WHAT TO DO >> Through to the final line, write out the records below exactly, omitting any images they contain.
+ + + + + + +
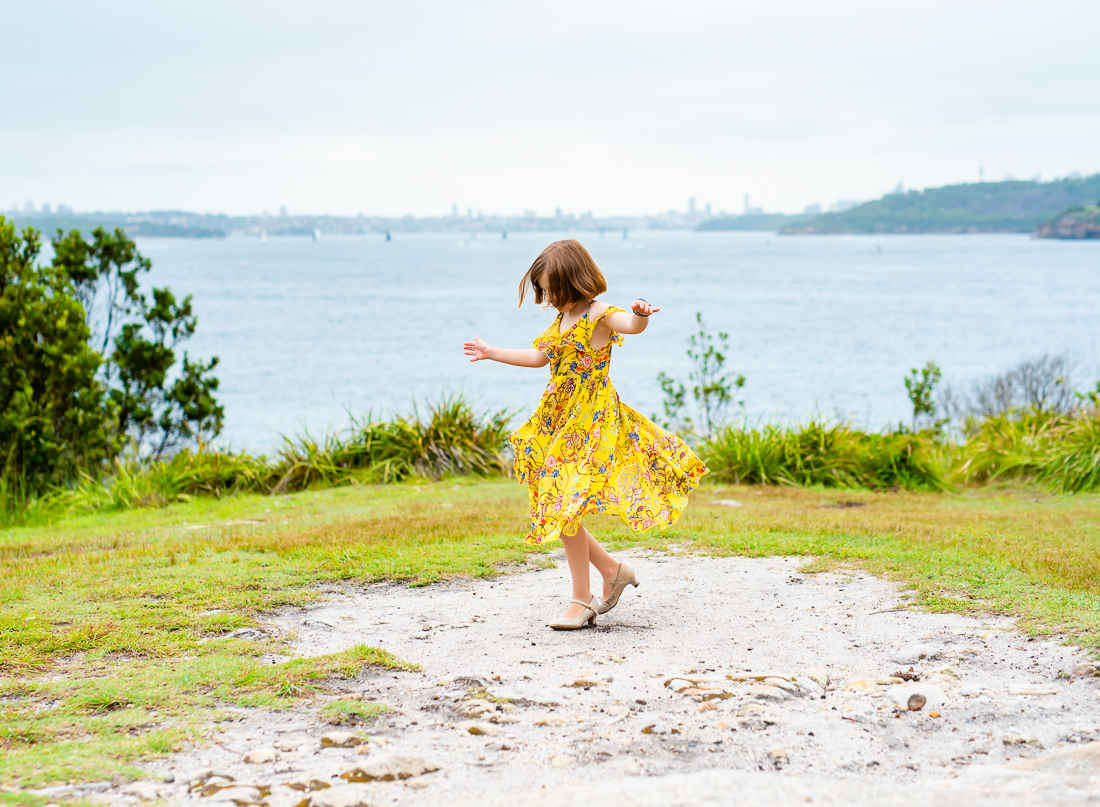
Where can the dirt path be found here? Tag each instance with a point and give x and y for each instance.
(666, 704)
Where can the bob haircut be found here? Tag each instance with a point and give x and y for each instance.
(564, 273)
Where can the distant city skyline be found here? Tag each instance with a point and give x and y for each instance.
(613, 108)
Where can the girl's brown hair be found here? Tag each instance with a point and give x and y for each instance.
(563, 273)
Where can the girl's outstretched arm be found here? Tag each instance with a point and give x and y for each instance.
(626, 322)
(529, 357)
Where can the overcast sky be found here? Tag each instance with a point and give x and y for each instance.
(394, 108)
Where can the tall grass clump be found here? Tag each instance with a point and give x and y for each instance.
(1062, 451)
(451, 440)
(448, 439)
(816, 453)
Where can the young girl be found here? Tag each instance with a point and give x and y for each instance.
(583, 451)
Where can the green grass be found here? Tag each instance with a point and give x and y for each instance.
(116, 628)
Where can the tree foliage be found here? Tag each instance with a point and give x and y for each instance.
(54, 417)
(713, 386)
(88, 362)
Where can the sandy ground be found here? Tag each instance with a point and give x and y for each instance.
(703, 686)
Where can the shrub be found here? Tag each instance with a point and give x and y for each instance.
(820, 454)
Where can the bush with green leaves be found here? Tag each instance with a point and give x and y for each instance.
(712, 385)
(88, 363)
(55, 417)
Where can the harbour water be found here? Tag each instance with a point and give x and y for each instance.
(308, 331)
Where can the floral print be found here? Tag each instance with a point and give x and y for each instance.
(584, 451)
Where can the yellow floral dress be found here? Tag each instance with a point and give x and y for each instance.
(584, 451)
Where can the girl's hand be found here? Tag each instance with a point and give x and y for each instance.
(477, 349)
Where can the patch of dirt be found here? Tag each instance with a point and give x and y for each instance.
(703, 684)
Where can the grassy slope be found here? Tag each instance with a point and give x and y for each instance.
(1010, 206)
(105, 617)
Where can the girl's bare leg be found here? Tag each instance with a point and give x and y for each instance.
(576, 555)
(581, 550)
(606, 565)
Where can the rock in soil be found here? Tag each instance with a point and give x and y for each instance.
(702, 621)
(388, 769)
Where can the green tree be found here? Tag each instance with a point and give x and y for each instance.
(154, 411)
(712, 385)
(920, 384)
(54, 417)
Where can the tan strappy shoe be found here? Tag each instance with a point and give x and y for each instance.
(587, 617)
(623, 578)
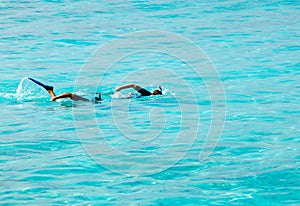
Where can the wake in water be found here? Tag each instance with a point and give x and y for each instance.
+ + + + + + +
SOLUTION FOR THIS EXERCISE >>
Where can the dirt path be found here? Tag each instance with a point and give x and y for each instance.
(666, 704)
Where can the bob haircut be found here? Tag each instance with a point and give x and y for each instance.
(564, 273)
Where can the distant city skyline be found here? Tag each instance with a point and give x and y for each instance.
(613, 108)
Where can the girl's brown hair be found here? Tag each instance with a point and give x and y for each instance.
(563, 273)
Where can the girl's outstretched arm be found here? Tag each instance with a point and give x and y for each instance.
(626, 322)
(529, 357)
Where can the overcast sky be found here? Tag each instance with a point and give x and y for each instance.
(394, 108)
Where can the tall grass clump be found here? Tag each instance with a point and give x and y for each instance.
(1062, 451)
(451, 440)
(448, 439)
(816, 453)
Where can the young girl be found here? Tag each instance with a point and give x and y for each instance.
(583, 451)
Where can the green grass be found here? Tag each instance with a point and give x and y for each instance.
(116, 628)
Where can the tree foliage be found here? Tag each instance with a point and give x and y for each instance.
(54, 417)
(713, 386)
(88, 362)
Where can the sandy ground be found here? Tag each instance with a point and give x and y for each instance.
(703, 686)
Where can the shrub be found here? Tag each instance with a point and give x and y for each instance.
(820, 454)
Where can the bush with green leaves be found here? Tag each instance with a point and give x and y for each instance.
(712, 385)
(88, 363)
(55, 417)
Where can the harbour water be found here? Tag each instance with a point and give x and y for each instance.
(308, 331)
Where can the floral print be found here? Tag each instance with a point and give x and y for each instance.
(584, 451)
Where can the yellow floral dress be found here? Tag each instance with a point and give x and y for each instance.
(584, 451)
Where can the girl's hand be found here? Tag each instance with a point and give x and y for each instance.
(477, 349)
Where can the patch of dirt be found here? Tag each instance with a point and give x and y for each instance.
(703, 684)
Where can the grassy slope be found here? Tag each instance with a point and give x and y for each instance.
(1010, 206)
(105, 617)
Where can the girl's bare leg be found here? Tag each instance with a point and give x and y for each instance.
(576, 555)
(581, 550)
(606, 565)
Where can the rock in soil be found here? Tag each instance with a point and give x and y for each instance.
(702, 621)
(388, 769)
Where can the green tree be found here? Tag each instance with a point and give x and y for each instance.
(154, 411)
(712, 385)
(920, 384)
(54, 417)
Where can the tan strappy shoe be found here? Tag each instance with a point and give x and y for each instance.
(587, 617)
(623, 578)
Where can the wake in water be found here? Tag each instance with a point and give x and y for each instance.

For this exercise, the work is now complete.